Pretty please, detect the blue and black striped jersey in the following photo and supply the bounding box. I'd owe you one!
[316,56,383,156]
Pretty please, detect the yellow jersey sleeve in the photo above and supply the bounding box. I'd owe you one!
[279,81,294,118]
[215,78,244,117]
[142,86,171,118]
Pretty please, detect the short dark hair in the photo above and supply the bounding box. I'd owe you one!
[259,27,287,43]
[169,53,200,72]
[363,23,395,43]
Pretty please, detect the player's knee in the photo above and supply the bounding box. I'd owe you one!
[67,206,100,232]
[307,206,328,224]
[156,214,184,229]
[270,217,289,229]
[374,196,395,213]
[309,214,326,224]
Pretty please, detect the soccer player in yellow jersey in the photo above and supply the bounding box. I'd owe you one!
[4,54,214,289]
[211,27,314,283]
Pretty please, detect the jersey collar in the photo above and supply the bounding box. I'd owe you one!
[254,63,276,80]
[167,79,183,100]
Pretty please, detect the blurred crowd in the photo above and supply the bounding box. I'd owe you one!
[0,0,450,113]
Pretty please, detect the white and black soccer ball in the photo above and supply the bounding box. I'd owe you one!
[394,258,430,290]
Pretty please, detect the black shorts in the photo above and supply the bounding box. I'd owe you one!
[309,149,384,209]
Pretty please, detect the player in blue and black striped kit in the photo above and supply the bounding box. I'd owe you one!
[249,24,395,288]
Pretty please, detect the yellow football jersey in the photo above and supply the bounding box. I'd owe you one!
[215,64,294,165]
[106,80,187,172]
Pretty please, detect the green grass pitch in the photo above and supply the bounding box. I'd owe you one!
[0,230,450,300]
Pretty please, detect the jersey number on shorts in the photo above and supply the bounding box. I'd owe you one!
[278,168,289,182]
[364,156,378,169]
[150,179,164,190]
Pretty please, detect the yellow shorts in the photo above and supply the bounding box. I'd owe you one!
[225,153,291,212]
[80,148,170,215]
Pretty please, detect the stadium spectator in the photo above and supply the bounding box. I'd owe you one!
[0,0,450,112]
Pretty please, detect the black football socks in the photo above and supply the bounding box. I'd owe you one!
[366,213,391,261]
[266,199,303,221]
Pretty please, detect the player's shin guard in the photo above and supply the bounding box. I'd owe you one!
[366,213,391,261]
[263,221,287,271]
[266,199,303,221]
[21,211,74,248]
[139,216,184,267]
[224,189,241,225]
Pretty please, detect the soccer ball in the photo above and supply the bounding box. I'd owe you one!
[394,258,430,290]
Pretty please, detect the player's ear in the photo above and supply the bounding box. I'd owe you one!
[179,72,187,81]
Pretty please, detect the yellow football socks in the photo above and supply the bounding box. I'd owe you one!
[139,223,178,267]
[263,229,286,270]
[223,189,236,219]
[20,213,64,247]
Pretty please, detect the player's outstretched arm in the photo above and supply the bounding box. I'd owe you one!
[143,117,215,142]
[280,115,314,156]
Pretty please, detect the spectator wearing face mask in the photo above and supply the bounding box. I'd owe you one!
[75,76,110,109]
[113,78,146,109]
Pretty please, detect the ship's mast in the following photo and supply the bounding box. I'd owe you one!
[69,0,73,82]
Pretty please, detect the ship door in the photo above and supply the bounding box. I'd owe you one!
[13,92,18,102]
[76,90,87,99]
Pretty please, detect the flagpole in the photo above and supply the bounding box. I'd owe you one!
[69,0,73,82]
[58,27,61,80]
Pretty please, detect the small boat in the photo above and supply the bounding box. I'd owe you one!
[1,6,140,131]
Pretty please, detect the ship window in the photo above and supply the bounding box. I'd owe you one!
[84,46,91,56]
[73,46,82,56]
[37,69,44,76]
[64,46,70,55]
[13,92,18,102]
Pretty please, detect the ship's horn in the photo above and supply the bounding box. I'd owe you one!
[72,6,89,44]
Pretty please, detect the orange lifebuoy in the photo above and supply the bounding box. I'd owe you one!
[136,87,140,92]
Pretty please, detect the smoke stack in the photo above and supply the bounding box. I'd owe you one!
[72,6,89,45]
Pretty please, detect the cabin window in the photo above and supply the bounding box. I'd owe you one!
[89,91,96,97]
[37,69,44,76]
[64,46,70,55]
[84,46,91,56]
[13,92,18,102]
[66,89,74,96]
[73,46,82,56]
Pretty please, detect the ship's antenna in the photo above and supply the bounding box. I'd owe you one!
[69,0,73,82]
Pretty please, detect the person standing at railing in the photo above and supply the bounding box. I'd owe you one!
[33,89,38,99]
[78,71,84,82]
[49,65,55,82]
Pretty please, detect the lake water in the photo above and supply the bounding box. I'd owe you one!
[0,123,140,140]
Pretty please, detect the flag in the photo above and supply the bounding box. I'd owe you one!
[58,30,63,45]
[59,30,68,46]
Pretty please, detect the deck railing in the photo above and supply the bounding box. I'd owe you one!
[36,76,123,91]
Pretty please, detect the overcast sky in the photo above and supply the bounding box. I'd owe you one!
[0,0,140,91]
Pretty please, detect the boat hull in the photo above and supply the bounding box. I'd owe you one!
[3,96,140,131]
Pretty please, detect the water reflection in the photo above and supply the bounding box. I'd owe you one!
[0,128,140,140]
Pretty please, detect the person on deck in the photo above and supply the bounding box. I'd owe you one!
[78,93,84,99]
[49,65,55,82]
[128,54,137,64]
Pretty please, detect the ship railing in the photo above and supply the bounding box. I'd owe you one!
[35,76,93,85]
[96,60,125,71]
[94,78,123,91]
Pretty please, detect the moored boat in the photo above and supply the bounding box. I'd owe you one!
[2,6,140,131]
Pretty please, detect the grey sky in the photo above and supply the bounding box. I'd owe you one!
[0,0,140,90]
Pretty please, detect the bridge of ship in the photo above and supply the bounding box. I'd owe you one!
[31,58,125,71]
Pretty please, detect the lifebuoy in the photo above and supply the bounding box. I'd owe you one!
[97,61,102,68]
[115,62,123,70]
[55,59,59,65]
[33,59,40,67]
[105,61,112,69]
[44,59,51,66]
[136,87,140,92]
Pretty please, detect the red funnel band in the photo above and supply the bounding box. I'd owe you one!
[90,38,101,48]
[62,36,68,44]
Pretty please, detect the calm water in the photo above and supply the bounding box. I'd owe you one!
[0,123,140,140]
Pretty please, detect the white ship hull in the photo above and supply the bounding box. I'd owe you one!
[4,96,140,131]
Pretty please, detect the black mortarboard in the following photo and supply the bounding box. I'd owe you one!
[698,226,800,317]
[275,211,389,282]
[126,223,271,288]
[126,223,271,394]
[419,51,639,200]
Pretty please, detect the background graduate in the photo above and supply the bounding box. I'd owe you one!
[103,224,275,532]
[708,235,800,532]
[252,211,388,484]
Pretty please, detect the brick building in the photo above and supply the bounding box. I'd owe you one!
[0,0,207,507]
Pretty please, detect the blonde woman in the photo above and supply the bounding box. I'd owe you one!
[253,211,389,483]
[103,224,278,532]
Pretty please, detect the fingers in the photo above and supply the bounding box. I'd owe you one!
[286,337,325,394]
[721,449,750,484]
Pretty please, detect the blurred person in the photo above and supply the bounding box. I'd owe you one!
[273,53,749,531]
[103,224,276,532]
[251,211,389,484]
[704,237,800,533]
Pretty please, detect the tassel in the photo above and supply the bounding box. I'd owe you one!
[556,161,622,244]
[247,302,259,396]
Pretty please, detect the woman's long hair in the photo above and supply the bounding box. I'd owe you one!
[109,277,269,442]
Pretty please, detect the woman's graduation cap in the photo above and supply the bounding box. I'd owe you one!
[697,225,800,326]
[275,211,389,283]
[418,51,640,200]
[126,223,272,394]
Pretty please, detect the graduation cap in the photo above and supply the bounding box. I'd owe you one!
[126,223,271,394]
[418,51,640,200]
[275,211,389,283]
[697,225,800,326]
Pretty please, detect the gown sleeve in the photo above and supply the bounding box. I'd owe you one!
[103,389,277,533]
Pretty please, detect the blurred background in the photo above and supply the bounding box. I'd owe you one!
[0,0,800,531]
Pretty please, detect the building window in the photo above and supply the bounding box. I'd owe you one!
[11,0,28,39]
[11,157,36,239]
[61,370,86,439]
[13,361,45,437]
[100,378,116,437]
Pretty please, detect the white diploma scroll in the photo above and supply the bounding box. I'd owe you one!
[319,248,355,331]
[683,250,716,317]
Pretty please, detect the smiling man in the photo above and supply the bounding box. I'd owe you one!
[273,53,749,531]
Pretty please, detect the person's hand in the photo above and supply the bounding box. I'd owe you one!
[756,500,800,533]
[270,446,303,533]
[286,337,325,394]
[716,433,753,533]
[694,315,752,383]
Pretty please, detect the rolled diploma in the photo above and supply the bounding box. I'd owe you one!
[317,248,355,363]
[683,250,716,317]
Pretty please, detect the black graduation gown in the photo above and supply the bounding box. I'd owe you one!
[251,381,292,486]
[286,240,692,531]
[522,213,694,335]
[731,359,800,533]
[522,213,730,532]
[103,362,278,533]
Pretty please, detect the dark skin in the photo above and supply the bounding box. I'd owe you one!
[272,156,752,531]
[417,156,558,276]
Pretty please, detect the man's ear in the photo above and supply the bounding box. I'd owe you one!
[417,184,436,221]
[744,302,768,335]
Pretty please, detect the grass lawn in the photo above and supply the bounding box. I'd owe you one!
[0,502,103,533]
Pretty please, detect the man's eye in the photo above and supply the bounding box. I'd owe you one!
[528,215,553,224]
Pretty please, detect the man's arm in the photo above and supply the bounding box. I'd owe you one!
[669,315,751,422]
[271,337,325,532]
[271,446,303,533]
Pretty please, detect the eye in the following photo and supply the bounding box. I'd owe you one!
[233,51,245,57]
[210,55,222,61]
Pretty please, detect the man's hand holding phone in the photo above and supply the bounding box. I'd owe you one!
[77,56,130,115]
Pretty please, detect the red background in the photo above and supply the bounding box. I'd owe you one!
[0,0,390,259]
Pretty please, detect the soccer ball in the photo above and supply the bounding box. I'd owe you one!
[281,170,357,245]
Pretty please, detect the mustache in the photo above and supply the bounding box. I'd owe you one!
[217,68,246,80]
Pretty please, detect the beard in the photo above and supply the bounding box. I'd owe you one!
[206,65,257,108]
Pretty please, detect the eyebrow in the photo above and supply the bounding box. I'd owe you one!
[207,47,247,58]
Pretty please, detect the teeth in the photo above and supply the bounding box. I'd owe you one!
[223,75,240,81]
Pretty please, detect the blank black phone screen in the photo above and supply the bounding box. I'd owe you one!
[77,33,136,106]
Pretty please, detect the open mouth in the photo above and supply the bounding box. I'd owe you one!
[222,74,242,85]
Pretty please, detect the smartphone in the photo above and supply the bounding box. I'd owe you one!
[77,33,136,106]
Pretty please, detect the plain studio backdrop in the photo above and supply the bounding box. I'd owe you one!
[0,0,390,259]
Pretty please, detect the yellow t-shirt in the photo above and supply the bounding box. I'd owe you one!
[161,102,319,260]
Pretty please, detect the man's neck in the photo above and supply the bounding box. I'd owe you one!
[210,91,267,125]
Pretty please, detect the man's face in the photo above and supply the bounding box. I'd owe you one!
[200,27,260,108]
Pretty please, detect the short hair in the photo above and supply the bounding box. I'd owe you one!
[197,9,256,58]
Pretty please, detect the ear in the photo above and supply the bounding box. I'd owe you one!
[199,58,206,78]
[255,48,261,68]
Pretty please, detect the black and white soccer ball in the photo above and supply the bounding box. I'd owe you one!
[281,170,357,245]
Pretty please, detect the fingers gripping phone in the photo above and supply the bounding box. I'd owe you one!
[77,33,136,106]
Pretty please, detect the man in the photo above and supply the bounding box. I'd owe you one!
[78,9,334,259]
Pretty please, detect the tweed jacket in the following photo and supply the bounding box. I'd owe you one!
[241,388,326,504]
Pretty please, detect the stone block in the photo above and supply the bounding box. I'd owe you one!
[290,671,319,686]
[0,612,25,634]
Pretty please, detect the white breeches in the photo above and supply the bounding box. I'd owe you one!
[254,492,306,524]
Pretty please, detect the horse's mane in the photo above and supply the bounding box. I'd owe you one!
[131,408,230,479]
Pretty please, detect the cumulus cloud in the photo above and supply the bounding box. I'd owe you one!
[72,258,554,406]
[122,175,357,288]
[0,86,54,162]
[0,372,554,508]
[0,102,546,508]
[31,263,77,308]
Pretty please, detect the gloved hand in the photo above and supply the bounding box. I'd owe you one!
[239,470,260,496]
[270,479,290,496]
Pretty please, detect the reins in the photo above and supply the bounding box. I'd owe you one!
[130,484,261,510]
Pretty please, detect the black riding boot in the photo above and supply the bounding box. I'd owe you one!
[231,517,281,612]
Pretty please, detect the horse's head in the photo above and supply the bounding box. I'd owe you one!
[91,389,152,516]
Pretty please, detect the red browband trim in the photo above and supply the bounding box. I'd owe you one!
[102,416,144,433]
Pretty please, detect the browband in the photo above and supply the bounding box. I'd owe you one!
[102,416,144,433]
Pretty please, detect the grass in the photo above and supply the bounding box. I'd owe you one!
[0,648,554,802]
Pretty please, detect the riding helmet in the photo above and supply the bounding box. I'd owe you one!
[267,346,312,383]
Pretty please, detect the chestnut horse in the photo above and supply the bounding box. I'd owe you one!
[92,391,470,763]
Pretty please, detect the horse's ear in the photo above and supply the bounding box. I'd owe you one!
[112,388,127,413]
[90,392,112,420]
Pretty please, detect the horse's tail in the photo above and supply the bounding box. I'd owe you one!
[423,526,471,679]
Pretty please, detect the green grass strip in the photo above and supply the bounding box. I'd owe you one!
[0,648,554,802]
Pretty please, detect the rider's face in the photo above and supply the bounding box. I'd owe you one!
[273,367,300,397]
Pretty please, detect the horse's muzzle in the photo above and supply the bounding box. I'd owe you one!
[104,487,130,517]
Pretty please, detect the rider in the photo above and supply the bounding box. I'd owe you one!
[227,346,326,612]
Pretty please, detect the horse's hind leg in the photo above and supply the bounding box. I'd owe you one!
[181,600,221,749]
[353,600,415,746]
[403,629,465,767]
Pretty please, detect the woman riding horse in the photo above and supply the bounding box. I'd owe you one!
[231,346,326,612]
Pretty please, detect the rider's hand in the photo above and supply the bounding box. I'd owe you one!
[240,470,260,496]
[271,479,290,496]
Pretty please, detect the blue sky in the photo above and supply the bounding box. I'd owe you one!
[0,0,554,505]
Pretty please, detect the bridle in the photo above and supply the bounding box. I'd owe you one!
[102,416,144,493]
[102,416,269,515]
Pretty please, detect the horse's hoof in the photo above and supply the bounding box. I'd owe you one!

+++

__WHAT YOU SHOULD DO__. Convert the material above into a two-column CSV with the header columns "instruction" and "boxes". Begin at the line containing "Pretty please, detect the blonde" and stop after the line containing "[704,237,800,533]". Write one row per request, with its text and its answer each in a single quoted field and line breaks replaced by spaces.

__RESPONSE TO THE EXERCISE__.
instruction,boxes
"Pretty please, detect the blonde woman in the photo above and supply the bounding box. I'd owe you one!","[253,211,389,483] [103,224,278,532]"
"Pretty please, detect the fingers in the photo above and supply the bounding box. I'd owe you one!","[286,337,325,394] [721,449,750,484]"
"Pretty please, detect the blurred person in the photo above and supply the bounding box. I'd owe you one!","[273,53,749,531] [103,224,276,532] [251,211,389,484] [704,237,800,533]"